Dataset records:
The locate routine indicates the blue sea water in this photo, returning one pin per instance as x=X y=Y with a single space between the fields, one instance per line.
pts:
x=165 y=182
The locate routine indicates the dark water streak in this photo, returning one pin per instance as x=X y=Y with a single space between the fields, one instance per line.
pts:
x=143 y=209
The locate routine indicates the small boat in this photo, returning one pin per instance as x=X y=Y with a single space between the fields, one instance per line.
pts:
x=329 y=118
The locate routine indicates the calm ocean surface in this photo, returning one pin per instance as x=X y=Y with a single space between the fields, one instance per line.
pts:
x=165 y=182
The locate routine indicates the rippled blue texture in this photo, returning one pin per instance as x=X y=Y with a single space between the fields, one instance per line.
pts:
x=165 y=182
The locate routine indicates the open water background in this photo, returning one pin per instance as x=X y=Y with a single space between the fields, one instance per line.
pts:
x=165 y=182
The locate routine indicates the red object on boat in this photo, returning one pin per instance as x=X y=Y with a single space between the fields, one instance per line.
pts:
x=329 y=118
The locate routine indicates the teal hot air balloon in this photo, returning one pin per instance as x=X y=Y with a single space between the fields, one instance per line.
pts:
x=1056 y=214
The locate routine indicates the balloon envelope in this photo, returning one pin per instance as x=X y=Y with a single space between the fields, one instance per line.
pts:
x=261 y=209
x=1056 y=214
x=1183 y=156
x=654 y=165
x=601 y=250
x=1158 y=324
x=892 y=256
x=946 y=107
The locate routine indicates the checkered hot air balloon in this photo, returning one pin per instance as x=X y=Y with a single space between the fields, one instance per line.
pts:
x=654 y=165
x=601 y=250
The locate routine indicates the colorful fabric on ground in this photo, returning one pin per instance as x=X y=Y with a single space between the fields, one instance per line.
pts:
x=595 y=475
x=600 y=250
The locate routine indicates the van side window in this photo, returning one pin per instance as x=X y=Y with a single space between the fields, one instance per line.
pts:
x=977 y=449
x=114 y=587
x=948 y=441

WHAT IS ASKED: Render the data from the line containing "The locate routine indicates the van" through the end of the data as a two-column CSV with columns named request and answer, one row per item. Put each value in a single quoted field, with line breaks replaced by spaces.

RESULT:
request,answer
"The locate routine indicates the van side window in this photo, returning one pin per instance as x=X y=Y with a single space between the fields, one instance per line. pts:","x=977 y=449 x=114 y=587 x=948 y=441"